◆ **Contenuto del dataset**:
------------------------------------------------
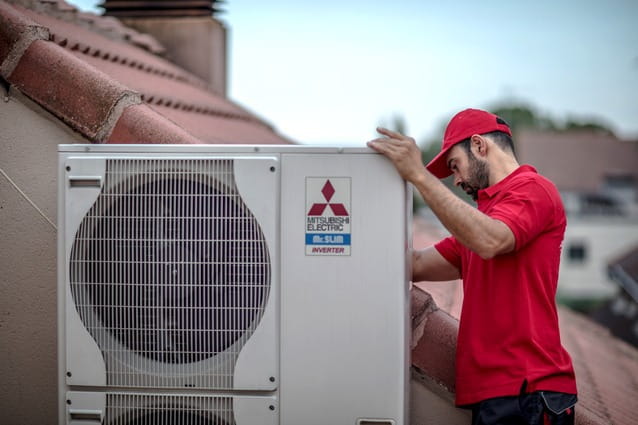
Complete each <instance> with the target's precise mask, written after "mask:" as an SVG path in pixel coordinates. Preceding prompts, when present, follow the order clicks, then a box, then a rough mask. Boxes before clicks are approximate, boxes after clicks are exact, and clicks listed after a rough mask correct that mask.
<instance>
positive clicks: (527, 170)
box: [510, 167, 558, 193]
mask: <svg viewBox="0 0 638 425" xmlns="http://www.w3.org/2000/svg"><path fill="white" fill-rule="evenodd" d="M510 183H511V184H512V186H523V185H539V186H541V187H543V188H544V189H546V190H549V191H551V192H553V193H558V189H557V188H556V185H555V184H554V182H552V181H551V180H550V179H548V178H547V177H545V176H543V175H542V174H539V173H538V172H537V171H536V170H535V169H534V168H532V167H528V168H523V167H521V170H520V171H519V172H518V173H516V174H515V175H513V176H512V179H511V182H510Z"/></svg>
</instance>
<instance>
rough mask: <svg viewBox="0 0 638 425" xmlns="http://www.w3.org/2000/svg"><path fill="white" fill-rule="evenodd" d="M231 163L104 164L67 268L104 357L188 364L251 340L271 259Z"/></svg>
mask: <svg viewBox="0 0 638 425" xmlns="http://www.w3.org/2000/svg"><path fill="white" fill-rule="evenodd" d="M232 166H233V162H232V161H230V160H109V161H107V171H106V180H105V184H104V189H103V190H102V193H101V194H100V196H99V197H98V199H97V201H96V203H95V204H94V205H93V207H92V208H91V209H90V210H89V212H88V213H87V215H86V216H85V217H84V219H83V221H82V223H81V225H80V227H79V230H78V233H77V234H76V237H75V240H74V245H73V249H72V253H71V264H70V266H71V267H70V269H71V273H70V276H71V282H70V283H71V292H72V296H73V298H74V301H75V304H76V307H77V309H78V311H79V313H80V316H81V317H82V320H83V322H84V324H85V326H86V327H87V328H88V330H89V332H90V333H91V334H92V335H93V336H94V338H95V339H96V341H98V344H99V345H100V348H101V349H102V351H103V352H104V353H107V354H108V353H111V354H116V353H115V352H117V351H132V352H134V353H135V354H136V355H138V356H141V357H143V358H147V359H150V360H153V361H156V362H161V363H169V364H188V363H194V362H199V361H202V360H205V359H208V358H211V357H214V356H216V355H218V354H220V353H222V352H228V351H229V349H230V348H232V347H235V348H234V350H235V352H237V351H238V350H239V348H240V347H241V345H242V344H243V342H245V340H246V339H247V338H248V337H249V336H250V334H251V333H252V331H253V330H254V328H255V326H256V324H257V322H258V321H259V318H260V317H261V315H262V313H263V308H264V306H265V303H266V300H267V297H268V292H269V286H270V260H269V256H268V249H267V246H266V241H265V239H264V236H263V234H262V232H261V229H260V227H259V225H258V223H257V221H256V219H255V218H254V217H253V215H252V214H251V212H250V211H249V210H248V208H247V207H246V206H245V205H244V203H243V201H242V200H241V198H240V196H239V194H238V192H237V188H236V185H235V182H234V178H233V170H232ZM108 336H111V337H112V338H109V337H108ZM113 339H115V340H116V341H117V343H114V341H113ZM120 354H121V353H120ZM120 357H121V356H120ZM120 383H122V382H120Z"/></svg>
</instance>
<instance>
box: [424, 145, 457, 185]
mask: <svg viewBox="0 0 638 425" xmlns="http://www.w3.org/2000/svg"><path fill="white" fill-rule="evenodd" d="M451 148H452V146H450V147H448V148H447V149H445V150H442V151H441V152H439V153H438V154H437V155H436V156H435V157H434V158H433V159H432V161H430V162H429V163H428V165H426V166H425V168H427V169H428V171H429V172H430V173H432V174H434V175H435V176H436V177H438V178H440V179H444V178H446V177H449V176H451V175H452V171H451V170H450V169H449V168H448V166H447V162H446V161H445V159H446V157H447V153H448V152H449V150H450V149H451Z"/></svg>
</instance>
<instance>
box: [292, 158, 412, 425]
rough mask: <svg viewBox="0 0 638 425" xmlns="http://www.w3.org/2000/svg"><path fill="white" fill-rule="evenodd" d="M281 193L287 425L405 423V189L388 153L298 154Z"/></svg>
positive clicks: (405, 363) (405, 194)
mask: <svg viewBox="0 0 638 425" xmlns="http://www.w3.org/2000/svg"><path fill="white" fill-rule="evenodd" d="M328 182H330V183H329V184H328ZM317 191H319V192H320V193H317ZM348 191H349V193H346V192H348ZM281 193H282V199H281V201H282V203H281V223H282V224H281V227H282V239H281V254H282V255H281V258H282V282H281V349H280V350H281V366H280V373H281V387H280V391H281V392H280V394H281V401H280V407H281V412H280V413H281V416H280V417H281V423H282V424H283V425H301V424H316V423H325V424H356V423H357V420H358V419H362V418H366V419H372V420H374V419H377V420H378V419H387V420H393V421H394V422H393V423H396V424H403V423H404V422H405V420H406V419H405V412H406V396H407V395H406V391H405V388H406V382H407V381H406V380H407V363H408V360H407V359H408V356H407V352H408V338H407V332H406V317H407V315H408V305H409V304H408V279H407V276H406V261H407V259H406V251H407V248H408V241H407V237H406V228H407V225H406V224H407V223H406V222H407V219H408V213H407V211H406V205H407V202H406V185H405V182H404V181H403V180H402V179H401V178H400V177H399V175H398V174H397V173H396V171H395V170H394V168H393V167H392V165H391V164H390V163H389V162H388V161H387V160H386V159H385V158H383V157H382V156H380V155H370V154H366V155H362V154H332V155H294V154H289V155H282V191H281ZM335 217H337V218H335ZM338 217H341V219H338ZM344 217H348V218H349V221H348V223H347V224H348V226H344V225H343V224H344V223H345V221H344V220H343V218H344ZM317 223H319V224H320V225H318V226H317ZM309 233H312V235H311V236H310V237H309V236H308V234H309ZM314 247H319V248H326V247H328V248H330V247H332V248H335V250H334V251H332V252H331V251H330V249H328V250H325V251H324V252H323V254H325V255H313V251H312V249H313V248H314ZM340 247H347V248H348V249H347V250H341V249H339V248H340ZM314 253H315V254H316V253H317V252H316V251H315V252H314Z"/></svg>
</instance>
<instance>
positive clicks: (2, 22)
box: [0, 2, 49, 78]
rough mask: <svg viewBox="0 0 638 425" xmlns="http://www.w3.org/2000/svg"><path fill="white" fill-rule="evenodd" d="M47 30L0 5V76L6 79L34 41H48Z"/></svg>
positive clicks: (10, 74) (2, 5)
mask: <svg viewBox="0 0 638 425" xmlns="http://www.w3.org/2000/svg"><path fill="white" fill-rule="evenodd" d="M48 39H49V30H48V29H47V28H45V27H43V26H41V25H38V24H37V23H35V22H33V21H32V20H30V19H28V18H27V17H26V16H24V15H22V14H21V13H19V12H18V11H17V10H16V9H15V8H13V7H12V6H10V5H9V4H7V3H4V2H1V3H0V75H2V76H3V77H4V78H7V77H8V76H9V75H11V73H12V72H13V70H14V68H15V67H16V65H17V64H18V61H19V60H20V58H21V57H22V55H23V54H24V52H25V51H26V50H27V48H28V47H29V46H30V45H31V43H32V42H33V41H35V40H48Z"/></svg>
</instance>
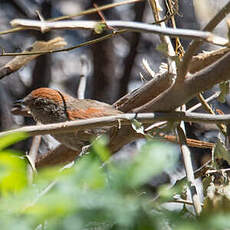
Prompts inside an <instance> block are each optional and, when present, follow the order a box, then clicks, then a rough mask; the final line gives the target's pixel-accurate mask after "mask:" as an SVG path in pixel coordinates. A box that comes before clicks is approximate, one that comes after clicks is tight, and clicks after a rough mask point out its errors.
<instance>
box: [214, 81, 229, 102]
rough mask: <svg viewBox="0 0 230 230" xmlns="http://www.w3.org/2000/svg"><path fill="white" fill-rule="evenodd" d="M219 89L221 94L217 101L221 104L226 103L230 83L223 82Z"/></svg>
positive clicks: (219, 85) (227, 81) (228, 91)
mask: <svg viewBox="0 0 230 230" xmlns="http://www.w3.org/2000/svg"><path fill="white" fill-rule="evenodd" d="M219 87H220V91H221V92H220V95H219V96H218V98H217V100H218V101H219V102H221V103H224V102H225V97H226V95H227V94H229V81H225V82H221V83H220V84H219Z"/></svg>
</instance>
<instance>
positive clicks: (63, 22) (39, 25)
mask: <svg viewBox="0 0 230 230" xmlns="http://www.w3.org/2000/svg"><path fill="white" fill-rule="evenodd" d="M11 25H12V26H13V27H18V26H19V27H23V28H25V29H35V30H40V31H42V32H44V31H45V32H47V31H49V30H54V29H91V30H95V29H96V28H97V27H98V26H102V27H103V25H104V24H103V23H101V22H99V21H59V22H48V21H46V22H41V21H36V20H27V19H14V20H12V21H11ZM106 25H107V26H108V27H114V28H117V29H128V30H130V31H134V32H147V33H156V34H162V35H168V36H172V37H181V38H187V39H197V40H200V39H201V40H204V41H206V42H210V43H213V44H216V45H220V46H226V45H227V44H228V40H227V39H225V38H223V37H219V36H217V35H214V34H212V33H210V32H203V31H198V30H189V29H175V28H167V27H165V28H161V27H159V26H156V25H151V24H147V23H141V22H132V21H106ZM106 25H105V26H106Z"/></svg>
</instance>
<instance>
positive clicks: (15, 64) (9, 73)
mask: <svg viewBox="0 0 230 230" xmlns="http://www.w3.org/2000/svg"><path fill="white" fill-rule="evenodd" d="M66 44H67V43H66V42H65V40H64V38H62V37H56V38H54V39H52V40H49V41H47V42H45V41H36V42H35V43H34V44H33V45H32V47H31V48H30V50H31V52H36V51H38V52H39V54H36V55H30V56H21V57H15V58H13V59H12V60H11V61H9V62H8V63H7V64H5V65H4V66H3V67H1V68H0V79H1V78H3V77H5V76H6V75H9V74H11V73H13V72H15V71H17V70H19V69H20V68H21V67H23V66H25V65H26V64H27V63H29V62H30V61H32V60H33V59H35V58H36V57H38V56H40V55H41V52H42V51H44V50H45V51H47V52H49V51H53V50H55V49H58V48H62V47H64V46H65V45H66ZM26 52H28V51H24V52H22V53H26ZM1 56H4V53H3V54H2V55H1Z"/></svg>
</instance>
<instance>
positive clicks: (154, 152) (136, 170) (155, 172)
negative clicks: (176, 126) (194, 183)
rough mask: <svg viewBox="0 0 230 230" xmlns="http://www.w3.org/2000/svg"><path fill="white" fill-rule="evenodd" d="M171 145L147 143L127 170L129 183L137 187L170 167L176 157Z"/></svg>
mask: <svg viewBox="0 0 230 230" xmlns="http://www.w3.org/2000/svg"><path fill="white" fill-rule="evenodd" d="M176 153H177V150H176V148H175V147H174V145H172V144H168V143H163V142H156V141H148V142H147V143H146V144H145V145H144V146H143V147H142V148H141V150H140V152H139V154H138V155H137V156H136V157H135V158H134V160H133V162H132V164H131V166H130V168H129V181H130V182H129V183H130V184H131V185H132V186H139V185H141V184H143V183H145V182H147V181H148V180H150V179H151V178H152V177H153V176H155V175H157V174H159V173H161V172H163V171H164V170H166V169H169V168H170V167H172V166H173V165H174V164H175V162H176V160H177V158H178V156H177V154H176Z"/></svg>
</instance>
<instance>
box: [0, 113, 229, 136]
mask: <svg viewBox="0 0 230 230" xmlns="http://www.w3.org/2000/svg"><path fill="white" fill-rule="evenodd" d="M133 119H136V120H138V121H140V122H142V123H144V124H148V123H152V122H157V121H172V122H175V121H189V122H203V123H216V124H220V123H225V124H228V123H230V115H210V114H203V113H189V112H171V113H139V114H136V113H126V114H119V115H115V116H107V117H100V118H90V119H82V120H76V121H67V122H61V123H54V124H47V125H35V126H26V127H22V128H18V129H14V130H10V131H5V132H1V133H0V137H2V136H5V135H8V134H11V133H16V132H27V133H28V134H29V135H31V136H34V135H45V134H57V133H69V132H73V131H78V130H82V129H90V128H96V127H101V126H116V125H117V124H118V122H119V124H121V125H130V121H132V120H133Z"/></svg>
------------------------------------------------
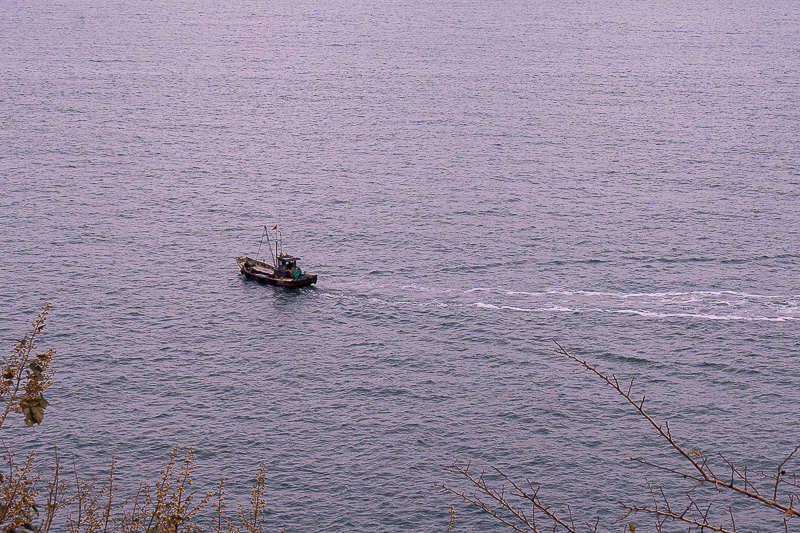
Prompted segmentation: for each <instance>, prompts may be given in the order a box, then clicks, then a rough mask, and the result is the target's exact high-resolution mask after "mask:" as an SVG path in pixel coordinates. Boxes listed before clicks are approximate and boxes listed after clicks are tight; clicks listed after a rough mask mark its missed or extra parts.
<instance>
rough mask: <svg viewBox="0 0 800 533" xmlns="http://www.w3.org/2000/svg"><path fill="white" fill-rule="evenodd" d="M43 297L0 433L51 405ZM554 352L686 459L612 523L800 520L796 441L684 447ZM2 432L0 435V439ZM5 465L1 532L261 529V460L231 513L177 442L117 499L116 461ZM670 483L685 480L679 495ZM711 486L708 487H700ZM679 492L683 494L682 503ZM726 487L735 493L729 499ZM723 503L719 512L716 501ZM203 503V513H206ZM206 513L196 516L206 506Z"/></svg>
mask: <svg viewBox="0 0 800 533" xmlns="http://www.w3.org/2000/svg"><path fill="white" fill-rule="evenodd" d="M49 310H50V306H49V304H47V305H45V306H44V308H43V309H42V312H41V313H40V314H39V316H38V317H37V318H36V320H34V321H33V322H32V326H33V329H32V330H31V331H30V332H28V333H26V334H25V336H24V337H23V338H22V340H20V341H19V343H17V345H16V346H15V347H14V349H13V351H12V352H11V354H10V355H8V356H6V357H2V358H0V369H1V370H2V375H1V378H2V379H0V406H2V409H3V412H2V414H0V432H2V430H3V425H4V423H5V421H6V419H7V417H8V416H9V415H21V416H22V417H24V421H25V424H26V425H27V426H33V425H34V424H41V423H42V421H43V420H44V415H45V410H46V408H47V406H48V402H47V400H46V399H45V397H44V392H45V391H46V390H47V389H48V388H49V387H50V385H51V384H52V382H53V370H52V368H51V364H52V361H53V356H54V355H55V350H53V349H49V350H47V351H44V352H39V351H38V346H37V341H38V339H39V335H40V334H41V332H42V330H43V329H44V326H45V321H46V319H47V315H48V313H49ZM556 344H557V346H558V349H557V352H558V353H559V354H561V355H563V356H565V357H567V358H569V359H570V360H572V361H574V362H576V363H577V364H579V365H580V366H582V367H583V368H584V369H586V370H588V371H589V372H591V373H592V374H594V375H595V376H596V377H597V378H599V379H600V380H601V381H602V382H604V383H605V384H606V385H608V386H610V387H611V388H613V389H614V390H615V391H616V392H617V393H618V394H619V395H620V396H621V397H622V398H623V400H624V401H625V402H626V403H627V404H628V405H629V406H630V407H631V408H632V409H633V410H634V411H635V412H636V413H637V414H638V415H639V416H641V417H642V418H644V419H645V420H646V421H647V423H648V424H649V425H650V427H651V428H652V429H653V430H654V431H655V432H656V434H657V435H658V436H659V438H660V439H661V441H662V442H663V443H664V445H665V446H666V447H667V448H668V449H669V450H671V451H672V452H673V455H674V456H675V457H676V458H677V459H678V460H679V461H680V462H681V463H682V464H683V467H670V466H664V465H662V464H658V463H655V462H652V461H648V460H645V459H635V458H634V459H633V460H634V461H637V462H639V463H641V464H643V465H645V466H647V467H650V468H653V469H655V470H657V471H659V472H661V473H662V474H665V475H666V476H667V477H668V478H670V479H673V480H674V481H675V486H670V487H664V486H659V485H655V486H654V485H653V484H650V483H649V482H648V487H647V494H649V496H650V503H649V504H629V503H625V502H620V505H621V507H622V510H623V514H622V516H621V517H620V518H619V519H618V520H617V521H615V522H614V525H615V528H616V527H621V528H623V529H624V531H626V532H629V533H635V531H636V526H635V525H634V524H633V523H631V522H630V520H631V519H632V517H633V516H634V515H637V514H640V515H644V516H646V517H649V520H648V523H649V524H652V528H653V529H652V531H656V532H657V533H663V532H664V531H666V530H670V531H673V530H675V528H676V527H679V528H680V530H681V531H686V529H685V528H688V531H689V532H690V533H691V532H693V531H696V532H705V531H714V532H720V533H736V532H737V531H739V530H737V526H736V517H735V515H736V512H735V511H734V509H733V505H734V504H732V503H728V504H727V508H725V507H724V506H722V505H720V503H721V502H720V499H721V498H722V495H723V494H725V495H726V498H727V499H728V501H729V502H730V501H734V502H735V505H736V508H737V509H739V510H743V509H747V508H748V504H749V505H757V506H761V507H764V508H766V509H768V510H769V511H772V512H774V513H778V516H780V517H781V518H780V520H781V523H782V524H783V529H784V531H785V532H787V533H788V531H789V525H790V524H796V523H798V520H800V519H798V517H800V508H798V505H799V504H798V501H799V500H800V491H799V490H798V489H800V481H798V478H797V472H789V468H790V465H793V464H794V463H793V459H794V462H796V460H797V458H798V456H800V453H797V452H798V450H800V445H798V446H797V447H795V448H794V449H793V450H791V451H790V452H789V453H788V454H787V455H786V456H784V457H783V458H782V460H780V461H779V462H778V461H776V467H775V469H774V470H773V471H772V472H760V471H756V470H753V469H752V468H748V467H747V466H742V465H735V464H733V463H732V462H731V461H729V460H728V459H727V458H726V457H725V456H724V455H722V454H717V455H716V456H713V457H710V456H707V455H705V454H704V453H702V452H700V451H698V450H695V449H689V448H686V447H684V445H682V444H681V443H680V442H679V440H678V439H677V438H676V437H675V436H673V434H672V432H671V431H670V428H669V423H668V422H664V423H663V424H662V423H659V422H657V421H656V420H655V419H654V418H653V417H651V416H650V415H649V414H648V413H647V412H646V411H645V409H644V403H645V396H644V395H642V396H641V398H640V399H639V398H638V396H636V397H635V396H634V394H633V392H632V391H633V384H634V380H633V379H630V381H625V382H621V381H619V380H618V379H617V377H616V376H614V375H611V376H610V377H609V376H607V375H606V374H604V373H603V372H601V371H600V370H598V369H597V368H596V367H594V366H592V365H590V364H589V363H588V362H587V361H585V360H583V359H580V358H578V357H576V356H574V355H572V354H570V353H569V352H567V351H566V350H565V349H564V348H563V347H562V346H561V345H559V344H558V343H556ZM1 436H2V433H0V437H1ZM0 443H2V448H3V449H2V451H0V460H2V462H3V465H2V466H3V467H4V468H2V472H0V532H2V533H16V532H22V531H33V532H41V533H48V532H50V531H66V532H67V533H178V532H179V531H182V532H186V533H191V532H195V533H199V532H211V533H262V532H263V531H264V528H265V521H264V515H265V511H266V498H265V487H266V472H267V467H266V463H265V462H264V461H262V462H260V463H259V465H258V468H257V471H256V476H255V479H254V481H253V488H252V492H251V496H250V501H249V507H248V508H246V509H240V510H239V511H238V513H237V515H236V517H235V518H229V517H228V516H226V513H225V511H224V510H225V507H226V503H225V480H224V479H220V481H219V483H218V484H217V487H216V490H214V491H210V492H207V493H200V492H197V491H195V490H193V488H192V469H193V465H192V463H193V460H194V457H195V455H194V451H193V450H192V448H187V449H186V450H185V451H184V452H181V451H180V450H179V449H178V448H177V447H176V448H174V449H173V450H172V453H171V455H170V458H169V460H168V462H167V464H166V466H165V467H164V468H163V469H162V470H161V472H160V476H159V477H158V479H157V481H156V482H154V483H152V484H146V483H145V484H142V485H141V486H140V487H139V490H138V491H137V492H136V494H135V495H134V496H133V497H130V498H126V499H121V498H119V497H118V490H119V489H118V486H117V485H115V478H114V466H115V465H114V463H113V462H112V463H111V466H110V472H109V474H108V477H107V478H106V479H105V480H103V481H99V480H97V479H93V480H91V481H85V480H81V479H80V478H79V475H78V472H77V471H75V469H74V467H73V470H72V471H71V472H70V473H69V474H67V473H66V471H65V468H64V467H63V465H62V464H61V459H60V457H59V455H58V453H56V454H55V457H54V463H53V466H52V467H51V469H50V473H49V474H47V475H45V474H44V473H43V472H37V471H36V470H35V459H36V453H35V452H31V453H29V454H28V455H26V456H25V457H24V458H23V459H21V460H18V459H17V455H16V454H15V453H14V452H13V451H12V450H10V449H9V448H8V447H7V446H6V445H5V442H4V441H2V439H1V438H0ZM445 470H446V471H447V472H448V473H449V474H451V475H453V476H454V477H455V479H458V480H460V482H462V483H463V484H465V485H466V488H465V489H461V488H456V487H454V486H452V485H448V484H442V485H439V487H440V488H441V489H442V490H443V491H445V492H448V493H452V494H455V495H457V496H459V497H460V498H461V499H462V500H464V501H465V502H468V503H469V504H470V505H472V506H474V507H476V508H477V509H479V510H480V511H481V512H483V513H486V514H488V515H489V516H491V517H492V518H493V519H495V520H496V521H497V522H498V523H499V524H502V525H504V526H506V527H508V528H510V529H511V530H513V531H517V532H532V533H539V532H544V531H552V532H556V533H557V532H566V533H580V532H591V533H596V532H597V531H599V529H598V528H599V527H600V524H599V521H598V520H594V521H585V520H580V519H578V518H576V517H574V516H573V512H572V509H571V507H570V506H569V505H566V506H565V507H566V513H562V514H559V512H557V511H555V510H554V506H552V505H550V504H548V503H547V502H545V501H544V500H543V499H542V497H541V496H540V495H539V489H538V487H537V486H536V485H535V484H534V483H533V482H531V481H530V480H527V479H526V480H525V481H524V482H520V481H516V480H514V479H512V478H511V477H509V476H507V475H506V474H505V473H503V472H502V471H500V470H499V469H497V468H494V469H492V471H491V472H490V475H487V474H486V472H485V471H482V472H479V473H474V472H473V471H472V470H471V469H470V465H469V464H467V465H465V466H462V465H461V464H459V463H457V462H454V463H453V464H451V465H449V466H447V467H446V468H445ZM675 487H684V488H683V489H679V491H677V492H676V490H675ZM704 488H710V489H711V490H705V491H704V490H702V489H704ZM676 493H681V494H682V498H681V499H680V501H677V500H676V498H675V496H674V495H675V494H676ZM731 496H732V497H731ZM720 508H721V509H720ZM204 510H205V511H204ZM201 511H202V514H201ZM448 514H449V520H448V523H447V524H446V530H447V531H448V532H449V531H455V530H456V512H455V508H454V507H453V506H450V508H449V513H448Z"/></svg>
------------------------------------------------
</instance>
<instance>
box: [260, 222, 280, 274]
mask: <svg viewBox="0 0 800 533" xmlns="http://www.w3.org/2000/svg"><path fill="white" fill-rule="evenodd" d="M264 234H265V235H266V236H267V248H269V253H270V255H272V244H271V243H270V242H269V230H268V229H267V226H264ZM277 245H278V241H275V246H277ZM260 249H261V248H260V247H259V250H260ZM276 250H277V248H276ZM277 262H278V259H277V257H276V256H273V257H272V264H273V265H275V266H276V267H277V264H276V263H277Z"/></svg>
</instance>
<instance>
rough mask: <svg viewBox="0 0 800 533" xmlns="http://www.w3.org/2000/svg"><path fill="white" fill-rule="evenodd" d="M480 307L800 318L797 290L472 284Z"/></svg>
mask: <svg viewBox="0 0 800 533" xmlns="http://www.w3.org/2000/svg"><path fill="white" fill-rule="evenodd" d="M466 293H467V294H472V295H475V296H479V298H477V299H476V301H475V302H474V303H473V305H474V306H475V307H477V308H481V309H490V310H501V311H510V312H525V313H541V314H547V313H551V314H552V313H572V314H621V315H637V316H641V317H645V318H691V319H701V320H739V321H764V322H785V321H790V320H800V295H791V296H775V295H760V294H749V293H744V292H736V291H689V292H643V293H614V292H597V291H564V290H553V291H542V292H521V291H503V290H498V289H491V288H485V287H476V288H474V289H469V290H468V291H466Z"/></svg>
------------------------------------------------
◆ **Il tuo compito**:
Individua e trascrivi ogni riga delle voci qui sopra in cui compare la parola "when", distinguendo tra maiuscole e minuscole.

◆ **Soluzione scritta**:
Complete each <instance> with the target's precise mask, written after "mask:" as an SVG path in pixel coordinates. Preceding prompts, when present, follow the order clicks, then a box, then a rough mask. Boxes before clicks are approximate, boxes after clicks are exact, and clicks listed after a rough mask correct that mask.
Prompts inside an <instance> block are each optional and, when present, follow the order a box, then clicks, then a rough mask; the final line gives the target's pixel-accurate mask after "mask:" as an SVG path in pixel coordinates. A box that comes before clicks is approximate, one that comes after clicks is tight, and clicks after a rough mask point out its errors.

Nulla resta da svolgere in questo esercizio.